El atentado sucedió a las tres menos cuarto de la tarde del martes 17 de marzo de 1992. Un día caluroso del verano que ya se iba.
“No quiere anochecer”, dice Saer. Tampoco ese día quería, pero oscureció a las tres menos cuarto de la tarde, pese a que había sol y nubes. Luego el escritor habla de “un mes irreal, concentrado, como un grumo”, y eso fue el marzo de 1992 para nosotros.
“Es pura maldad”, señala un personaje de “Nadie, nada nunca”, sin saber él, ni Saer, que esa mención le cabría a quienes destruyeron la embajada, y a sus virtuales encubridores.
Aquel terror asesinó a ciudadanos de seis países: Italia, Uruguay, Bolivia, Paraguay, Israel y Argentina. Algunos de los cuales, repito, caminaban por la calle rumbo a sus tareas cotidianas.
La embajada israelí en Argentina funcionaba, desde 1950, en la casona de estilo francés de Arroyo y Suipacha, que había sido construida en los años 30 como vivienda familiar, en línea arquitectónica con el viejo Barrio Norte de Buenos Aires.
Pero el atentado mortífero no sólo demolió la sede diplomática. “La mancha violeta, con la forma vaga de una lámpara, va astillándose, contaminándose, de la negrura que la rodea, empalideciendo, hasta que desaparece del todo”, dice otro párrafo de la novela de Saer, como si estuviera describiendo la lámpara de mi oficina de la embajada durante el ataque.

══════════════════════════════

▶ [Tareas a realizar]
(1) Responda con brevedad, según el fragmento:
(a) ¿A qué hora de la tarde se produjo el atentado?
(b) ¿Desde qué año funcionaba la embajada israelí en la casona de Arroyo y Suipacha?
(c) ¿En qué década se había construido esa casona y con qué fin?
(2) Enumere todos los países de los que eran ciudadanas las víctimas del atentado, según el fragmento.
Los datos constituyen un material aparte, independiente del fragmento.

▶ [Material proporcionado]

══════════════════════════════

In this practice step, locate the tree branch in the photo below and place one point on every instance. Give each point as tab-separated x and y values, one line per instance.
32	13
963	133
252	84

══════════════════════════════

▶ [Conjunto de soluciones]
(1)
(a) A las tres menos cuarto de la tarde.
(b) Desde 1950.
(c) En los años 30, como vivienda familiar.

(2) Italia, Uruguay, Bolivia, Paraguay, Israel y Argentina.